═════ Raw data

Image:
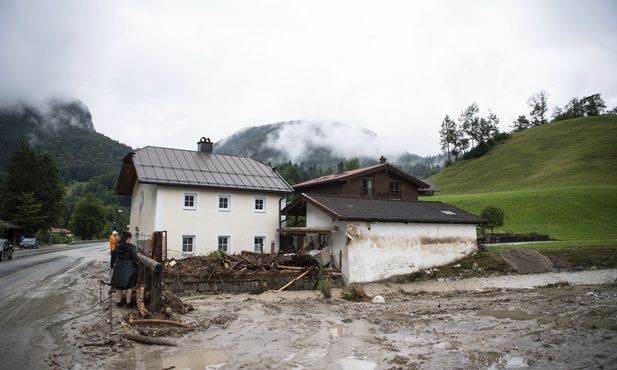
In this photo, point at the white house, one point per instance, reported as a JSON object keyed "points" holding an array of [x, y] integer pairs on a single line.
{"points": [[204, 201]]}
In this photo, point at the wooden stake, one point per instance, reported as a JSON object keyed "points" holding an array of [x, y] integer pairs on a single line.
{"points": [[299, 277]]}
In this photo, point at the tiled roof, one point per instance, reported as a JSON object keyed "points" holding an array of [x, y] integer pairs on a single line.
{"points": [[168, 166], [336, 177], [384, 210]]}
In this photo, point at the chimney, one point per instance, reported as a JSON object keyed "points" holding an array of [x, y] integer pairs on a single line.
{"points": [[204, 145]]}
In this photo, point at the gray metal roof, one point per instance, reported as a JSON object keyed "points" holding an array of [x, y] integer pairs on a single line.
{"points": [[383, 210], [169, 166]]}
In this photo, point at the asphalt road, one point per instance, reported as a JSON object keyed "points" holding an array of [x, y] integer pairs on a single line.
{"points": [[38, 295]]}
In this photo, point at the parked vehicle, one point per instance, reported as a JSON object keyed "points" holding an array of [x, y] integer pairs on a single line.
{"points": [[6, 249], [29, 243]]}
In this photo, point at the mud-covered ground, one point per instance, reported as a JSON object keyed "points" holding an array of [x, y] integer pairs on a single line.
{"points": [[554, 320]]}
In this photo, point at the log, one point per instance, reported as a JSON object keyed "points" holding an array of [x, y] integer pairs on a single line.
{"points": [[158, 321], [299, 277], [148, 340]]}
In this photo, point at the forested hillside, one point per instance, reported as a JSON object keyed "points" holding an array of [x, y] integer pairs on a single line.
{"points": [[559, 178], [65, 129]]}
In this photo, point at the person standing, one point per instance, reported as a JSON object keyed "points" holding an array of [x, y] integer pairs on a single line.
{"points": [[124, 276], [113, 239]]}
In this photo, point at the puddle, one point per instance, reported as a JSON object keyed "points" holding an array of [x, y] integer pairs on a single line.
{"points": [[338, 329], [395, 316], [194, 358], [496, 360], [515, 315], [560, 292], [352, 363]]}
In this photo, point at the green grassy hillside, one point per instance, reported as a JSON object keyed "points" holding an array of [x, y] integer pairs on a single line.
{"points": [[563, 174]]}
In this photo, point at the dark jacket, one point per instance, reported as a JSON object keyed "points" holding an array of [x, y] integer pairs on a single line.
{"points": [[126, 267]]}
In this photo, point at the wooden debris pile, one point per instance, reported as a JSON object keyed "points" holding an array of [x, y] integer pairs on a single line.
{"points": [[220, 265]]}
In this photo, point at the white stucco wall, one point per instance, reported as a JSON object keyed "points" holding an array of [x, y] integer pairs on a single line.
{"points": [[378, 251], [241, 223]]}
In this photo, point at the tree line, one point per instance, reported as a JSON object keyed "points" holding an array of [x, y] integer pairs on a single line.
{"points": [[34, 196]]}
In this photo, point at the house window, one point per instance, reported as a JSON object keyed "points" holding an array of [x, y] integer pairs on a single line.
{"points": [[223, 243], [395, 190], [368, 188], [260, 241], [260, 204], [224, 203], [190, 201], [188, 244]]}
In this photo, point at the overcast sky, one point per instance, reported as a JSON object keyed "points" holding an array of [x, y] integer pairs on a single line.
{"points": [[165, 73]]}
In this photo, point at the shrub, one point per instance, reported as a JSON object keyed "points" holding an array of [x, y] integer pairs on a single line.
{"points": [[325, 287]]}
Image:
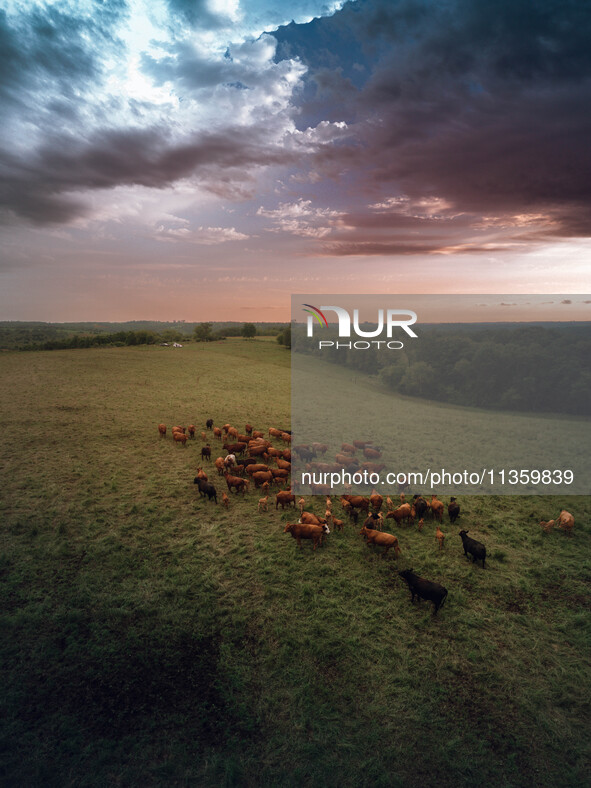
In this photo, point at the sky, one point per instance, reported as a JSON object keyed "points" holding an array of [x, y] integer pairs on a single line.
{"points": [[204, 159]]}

══════════
═════ Raw data

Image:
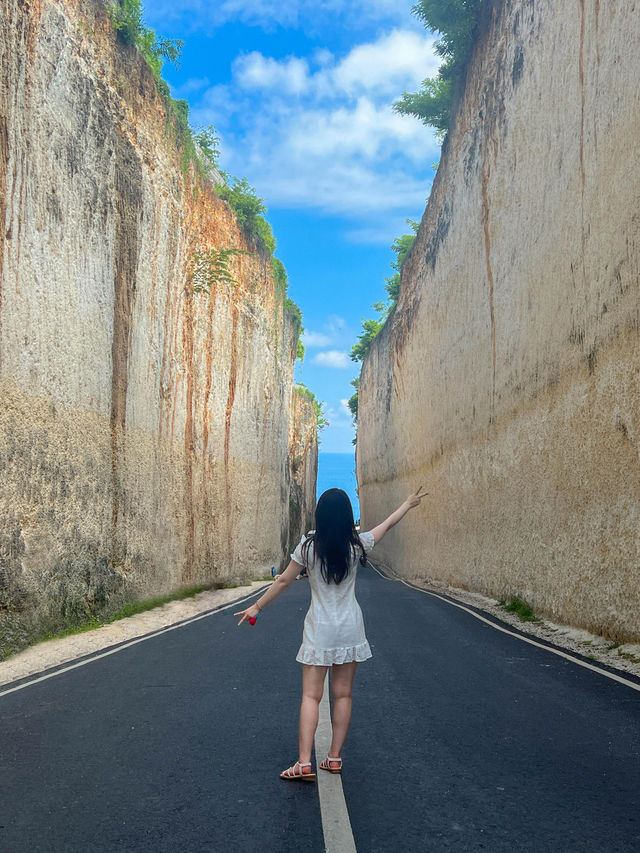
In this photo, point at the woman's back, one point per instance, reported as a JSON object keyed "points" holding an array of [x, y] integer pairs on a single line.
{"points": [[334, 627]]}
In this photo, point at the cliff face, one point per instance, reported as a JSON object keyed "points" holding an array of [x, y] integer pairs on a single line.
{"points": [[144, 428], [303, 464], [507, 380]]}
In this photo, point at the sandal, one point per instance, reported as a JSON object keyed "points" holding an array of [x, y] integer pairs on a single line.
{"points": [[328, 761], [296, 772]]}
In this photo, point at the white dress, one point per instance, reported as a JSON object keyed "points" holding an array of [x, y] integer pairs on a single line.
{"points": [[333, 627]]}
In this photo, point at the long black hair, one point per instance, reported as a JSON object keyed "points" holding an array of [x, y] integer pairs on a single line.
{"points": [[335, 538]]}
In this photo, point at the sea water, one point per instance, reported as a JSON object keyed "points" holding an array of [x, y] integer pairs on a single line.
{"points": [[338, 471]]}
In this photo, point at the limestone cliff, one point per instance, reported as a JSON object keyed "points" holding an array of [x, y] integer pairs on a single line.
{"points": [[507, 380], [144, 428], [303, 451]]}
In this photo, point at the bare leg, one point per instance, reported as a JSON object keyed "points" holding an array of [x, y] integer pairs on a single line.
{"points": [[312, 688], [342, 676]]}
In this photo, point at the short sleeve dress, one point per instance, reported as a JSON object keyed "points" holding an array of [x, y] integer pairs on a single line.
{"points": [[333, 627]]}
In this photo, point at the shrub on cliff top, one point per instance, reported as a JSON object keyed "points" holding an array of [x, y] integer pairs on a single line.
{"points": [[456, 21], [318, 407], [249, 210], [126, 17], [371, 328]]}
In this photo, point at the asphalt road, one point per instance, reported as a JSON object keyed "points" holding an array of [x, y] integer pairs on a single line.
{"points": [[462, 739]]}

══════════

Your instructions:
Pull out each line of the items above that contains the string "shrub", and list those lines in their original order.

Result of the task:
In this photo, point at the shrub, one point per instance, reported as a JSON object keyed "points" holding an array of [x, y] integer pairs on a single line.
In this photo, point at the shrub on cliff top, one point per instance, reported as a JSON object keyed "points" holding an array of [x, y] integer pairs on a single line.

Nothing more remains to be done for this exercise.